_PROBLEM TO SOLVE_:
Put the material into a two-column CSV with the columns request and boxes, one row per request, starting with the line containing "locate balcony, then" and going on through the line containing "[0,0,235,295]". Place each request's text and its answer in one quoted field each, with line breaks turned into spaces.

_Object detection data_:
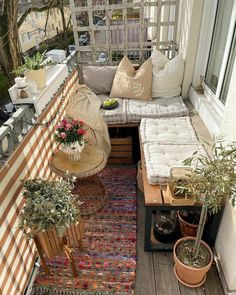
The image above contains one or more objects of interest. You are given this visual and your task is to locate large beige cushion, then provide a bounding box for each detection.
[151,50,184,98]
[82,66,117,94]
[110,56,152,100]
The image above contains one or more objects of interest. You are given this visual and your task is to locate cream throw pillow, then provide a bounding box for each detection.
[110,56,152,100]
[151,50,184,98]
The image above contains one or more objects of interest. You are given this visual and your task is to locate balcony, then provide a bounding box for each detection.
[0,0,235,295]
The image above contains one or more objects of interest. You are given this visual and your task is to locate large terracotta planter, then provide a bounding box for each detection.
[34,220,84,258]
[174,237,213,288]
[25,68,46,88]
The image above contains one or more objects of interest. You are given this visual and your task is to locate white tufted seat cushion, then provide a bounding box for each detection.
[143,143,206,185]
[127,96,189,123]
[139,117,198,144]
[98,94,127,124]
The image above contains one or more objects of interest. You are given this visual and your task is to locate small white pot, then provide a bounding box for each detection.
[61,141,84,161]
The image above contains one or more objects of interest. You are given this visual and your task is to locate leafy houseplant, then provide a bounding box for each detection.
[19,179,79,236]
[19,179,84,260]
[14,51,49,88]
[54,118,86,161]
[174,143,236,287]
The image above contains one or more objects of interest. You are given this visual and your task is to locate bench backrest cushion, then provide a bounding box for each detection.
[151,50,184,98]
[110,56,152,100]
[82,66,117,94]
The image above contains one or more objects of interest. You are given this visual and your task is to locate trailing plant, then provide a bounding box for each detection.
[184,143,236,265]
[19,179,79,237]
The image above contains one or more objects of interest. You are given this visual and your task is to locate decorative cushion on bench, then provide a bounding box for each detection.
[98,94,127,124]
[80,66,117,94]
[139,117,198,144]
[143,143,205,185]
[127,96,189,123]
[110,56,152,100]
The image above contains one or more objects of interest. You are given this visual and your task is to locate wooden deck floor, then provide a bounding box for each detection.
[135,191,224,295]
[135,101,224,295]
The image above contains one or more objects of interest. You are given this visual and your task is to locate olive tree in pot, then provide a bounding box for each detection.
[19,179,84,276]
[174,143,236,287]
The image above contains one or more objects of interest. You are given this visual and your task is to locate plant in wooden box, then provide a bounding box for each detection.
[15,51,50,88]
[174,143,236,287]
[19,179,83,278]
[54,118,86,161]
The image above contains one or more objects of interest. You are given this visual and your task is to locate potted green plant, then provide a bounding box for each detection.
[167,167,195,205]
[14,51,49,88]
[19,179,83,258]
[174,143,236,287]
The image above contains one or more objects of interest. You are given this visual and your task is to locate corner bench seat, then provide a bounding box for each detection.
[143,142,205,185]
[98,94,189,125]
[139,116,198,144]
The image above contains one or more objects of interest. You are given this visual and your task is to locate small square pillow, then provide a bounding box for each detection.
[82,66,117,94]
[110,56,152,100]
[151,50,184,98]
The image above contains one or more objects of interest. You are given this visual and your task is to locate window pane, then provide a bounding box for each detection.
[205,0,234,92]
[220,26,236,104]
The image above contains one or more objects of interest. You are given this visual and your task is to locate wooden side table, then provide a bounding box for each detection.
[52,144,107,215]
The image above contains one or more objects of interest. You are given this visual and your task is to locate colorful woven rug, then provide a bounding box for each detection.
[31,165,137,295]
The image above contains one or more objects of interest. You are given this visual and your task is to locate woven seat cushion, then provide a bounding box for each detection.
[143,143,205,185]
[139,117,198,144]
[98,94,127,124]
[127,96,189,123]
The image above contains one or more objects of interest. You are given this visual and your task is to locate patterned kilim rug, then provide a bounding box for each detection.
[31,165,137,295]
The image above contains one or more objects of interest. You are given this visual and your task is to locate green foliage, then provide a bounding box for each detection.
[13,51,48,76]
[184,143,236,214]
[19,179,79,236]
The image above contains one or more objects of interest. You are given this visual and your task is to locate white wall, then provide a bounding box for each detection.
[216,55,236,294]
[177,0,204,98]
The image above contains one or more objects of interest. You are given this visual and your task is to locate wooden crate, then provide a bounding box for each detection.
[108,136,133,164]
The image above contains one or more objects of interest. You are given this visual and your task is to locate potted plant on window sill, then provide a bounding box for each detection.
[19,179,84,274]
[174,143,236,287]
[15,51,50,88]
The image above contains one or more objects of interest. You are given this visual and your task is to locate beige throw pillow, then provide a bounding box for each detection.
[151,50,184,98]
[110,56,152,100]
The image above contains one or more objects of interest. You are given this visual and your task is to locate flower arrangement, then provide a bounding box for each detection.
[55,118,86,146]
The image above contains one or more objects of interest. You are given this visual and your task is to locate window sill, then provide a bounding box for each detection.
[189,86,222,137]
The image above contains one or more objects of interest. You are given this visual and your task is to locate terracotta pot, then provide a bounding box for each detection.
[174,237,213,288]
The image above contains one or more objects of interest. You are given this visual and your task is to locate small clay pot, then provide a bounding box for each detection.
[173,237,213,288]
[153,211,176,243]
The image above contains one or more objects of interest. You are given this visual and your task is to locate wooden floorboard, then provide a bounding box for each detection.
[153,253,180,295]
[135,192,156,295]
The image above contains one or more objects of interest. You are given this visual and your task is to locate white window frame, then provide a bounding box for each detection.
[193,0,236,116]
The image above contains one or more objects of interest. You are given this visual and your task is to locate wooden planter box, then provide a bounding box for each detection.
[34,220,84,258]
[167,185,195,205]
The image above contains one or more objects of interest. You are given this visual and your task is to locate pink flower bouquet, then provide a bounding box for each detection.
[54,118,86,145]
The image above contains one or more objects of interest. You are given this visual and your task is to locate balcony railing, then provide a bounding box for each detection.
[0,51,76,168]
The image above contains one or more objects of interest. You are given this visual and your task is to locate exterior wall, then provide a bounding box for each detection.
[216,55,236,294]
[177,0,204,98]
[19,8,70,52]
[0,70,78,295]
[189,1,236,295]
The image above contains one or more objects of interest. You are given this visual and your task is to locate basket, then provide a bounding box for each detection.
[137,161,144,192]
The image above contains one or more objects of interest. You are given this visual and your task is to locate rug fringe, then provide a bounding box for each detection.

_ANSWER TO THE EXERCISE_:
request,boxes
"The image above contains one or more objects of interest. You are given this visual and your task is to locate balcony, then provide a bounding box for each detection.","[0,0,235,295]"